PROBLEM STATEMENT :: State how many lines of the entries hold the string "sunset", and nothing more.

────────────────────

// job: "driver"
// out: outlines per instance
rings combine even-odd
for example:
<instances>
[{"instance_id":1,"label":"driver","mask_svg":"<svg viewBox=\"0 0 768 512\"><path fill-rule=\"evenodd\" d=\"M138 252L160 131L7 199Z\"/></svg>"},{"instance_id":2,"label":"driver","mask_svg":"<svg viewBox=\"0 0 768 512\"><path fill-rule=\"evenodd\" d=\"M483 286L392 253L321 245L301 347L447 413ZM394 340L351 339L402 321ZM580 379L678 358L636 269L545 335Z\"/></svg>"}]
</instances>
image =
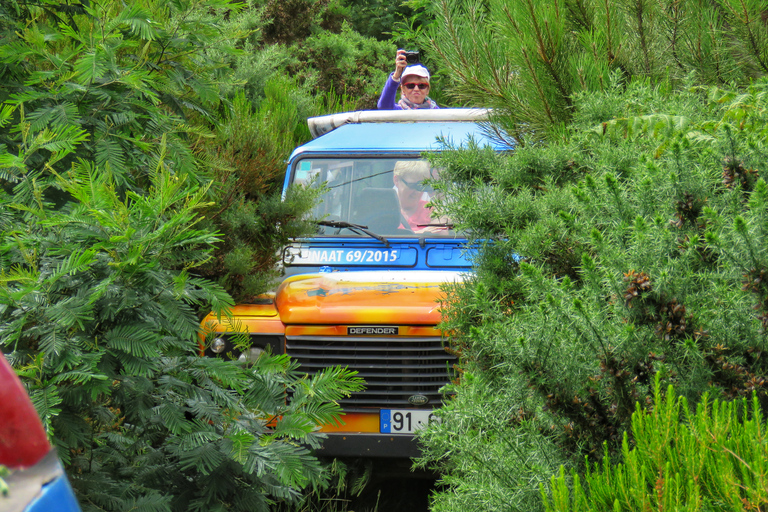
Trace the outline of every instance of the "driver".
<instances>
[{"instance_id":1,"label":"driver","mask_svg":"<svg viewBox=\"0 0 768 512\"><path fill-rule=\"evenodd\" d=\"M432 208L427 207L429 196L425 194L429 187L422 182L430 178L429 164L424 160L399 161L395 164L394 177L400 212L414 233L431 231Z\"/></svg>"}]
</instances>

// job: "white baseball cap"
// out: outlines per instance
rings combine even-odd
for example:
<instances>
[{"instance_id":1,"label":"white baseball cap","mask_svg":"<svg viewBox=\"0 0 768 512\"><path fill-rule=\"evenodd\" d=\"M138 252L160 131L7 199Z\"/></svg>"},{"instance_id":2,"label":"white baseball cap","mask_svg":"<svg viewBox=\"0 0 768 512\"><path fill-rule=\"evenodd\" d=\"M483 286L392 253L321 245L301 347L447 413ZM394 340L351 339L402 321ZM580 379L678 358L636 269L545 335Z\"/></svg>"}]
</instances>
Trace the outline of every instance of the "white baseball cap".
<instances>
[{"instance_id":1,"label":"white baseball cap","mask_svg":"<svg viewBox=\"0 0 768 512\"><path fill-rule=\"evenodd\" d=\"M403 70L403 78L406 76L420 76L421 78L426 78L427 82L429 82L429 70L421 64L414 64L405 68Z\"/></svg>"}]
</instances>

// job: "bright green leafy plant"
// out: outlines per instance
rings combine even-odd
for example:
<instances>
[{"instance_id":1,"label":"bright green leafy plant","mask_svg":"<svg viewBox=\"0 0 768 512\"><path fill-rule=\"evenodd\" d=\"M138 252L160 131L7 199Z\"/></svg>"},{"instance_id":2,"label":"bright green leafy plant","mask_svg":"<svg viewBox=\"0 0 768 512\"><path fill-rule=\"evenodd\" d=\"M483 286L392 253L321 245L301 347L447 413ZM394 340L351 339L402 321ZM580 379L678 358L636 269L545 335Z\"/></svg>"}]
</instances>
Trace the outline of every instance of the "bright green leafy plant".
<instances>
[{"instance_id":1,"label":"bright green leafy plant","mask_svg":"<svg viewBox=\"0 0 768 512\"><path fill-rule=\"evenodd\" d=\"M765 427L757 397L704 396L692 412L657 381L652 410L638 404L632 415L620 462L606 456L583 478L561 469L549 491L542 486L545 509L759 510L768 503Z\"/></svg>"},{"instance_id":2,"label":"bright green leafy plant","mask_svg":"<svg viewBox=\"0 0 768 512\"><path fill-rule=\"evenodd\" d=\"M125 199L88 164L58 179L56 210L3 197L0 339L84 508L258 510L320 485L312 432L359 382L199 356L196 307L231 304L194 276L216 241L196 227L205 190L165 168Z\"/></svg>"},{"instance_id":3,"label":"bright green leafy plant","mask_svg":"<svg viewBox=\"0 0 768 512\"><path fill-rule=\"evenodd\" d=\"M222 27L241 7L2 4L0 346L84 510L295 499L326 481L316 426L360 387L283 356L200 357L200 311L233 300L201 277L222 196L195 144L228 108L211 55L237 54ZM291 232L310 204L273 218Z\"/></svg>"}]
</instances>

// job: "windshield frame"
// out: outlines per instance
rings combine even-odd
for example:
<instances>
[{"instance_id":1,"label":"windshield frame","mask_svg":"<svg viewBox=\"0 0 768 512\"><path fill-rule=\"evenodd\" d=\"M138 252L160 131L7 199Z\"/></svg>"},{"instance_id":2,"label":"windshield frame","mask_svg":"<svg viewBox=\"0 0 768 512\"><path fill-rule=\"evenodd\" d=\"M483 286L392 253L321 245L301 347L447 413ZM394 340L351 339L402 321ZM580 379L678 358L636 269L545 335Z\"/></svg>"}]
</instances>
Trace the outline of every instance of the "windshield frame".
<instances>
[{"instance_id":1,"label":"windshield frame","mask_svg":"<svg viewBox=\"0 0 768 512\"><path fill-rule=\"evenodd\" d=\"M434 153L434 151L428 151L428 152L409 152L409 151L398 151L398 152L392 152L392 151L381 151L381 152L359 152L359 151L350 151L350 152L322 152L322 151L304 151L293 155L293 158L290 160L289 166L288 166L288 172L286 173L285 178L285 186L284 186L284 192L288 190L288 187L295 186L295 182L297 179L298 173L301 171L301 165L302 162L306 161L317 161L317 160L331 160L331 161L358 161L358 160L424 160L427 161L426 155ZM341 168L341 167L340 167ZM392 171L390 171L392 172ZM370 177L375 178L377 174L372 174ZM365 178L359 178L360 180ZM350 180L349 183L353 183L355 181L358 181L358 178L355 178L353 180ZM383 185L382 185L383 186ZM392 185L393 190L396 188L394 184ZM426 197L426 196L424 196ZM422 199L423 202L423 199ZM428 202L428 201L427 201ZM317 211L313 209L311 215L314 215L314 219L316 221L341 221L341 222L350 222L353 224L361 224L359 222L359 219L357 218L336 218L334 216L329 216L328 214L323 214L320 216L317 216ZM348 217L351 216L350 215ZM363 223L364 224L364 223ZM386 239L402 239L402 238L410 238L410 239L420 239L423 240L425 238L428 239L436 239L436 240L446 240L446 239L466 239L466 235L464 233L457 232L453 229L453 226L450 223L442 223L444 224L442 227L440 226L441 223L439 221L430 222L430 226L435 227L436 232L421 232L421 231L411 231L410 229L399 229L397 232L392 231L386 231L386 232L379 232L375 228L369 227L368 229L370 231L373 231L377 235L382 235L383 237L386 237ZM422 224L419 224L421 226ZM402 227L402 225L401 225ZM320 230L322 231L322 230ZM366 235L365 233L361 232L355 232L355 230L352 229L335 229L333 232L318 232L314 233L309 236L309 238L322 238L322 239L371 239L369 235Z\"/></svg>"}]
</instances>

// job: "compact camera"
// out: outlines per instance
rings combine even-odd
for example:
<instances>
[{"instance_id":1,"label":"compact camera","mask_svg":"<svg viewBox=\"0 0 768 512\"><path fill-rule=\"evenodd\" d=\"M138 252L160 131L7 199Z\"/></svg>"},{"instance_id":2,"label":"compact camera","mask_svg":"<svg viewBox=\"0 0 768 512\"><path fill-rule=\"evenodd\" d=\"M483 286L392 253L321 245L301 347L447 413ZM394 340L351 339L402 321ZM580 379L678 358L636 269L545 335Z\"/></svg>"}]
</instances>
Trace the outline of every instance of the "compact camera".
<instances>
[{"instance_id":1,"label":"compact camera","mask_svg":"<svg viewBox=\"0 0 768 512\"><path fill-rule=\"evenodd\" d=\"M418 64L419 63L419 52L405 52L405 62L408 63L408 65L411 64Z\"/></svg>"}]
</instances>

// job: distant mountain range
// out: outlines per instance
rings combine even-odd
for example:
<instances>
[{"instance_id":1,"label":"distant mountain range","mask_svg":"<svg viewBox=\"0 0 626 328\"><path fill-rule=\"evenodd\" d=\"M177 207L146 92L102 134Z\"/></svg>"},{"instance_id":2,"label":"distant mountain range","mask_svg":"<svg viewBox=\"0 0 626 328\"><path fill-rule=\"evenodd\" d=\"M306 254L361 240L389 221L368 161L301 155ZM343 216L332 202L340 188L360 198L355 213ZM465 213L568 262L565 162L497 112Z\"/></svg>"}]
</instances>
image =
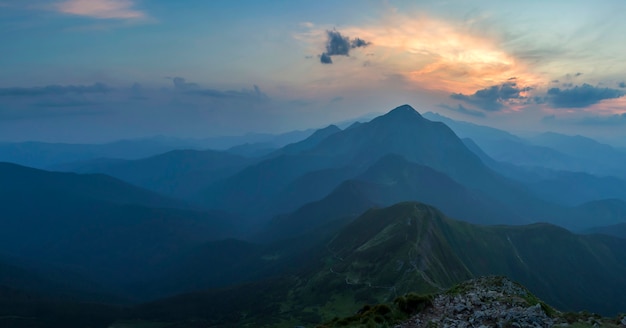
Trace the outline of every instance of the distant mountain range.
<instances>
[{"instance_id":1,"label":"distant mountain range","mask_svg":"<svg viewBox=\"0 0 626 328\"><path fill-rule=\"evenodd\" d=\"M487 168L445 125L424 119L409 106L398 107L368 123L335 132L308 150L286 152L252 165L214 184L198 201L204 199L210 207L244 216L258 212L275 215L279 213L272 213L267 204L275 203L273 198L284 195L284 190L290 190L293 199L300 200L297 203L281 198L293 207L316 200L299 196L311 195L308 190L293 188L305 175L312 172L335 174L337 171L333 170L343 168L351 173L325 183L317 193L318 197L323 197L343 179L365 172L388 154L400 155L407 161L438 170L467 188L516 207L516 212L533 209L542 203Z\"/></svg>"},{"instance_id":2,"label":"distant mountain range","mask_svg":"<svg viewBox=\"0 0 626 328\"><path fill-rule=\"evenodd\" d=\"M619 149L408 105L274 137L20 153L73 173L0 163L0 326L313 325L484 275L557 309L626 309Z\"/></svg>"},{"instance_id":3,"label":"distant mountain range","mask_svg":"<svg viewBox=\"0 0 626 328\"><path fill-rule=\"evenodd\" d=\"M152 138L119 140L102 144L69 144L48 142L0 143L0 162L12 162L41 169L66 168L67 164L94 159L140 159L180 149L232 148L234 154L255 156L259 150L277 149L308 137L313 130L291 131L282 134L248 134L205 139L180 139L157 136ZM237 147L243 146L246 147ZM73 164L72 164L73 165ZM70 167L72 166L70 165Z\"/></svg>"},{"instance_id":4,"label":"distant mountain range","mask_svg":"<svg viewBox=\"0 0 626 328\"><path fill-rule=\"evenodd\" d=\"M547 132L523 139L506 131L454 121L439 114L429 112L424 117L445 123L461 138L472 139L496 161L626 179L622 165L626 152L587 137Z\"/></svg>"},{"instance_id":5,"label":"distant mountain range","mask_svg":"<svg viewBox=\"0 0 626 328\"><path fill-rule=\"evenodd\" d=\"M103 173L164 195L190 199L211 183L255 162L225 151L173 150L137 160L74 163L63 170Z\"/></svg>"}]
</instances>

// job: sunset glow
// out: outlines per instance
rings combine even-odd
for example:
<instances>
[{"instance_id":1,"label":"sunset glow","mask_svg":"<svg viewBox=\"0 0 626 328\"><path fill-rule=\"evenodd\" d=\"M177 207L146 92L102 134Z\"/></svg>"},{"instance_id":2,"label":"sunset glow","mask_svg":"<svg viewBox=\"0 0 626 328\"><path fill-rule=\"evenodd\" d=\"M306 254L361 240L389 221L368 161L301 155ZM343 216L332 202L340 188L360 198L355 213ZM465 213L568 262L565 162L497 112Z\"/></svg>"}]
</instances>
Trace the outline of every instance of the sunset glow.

────────────────────

RESULT OF THE TASK :: 3